:: EXERCISE DETAILS ::
State how many lines in the entries below contain the word "above". Reply with the number alone.

:: SOURCE MATERIAL ::
BEGIN
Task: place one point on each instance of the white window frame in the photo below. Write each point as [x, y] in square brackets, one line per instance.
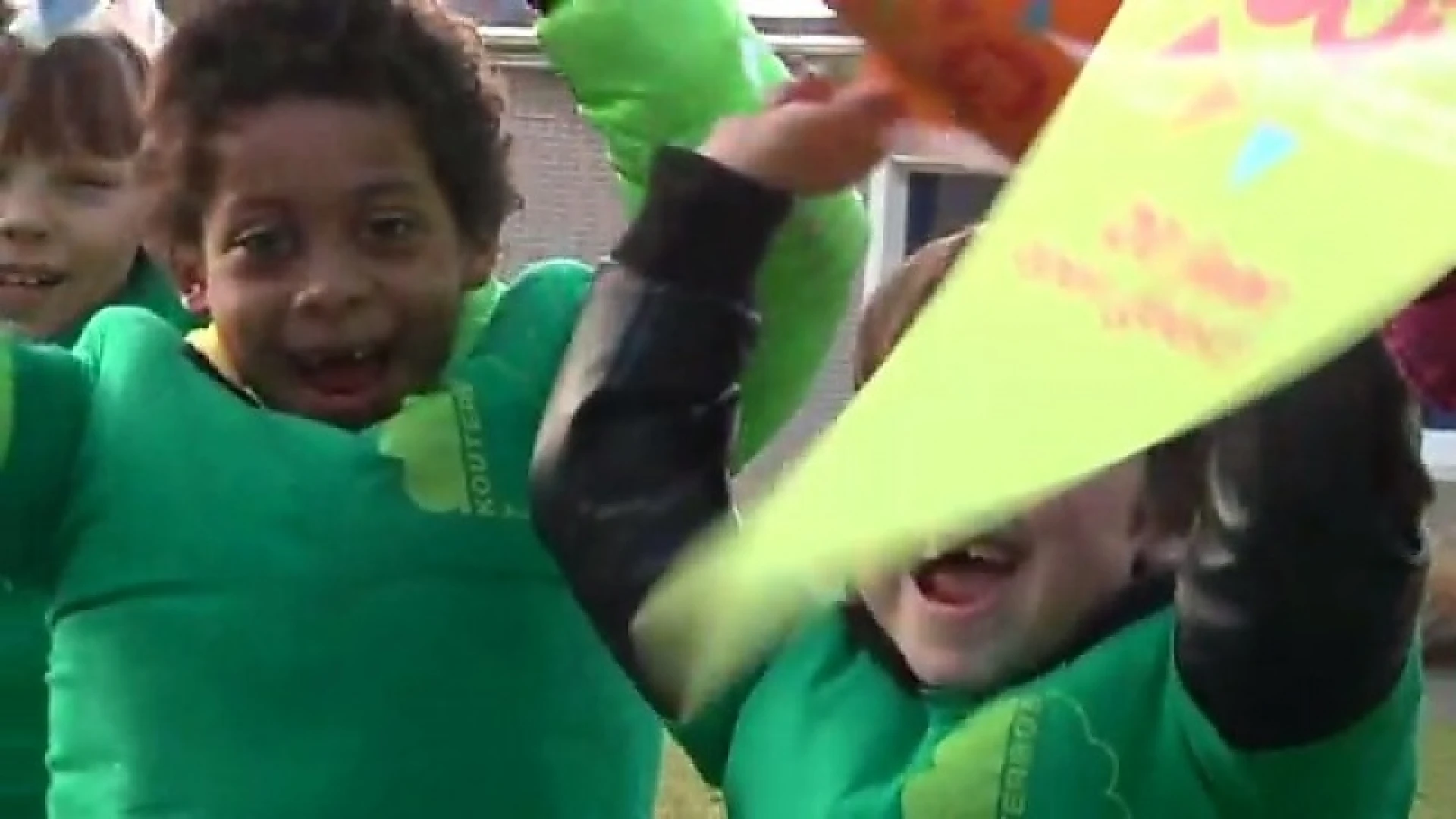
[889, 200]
END
BEGIN
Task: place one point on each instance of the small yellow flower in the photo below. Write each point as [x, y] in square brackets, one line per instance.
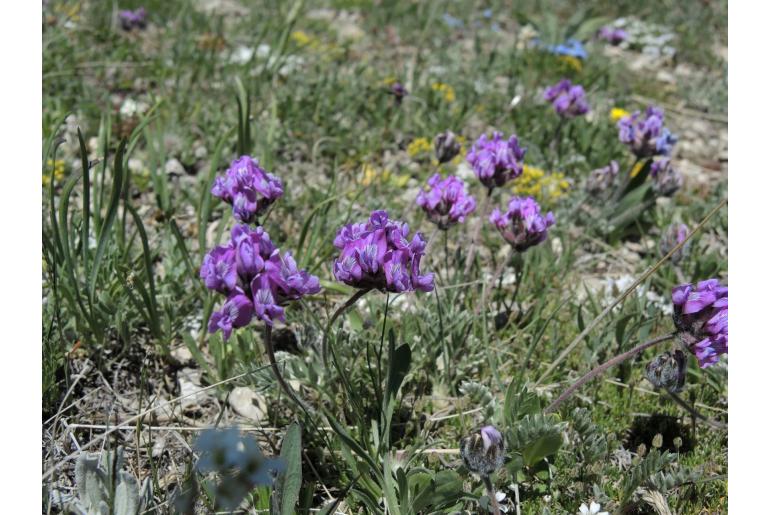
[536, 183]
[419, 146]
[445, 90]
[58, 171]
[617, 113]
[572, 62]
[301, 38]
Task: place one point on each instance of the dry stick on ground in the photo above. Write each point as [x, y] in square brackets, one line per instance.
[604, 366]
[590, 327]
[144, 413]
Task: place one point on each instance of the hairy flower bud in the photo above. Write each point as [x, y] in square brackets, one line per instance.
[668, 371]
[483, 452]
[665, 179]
END
BEGIN
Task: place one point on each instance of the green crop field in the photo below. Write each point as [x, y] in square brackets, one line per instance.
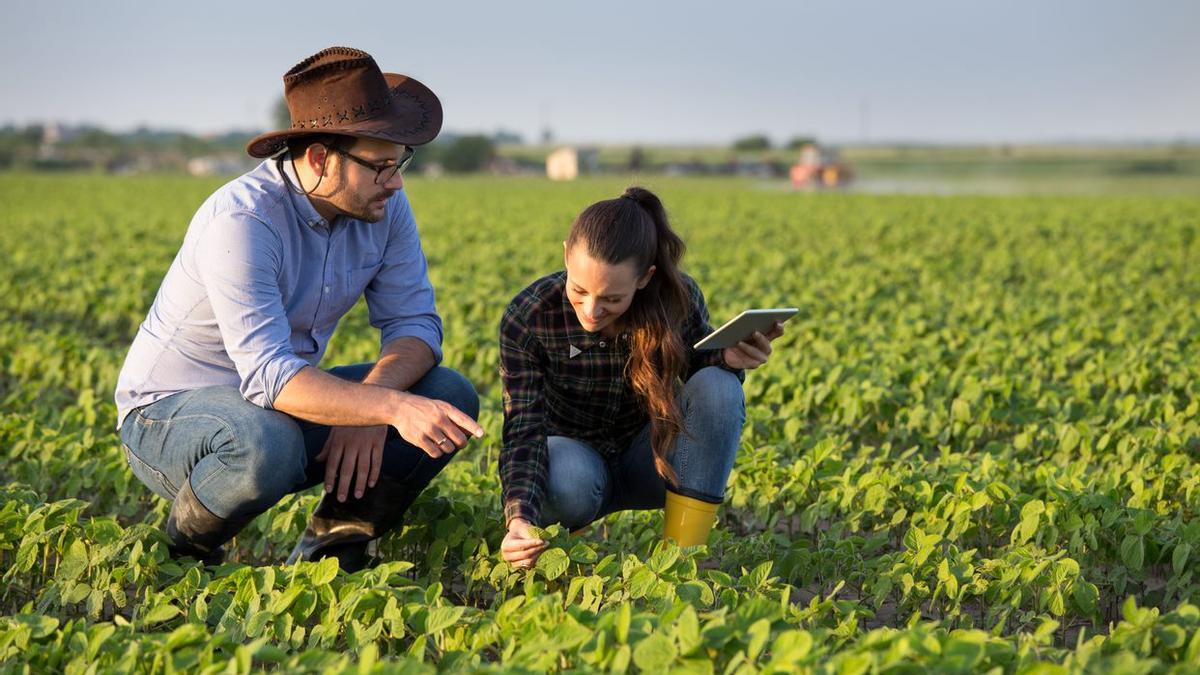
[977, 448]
END
:: FINISHED TASK ::
2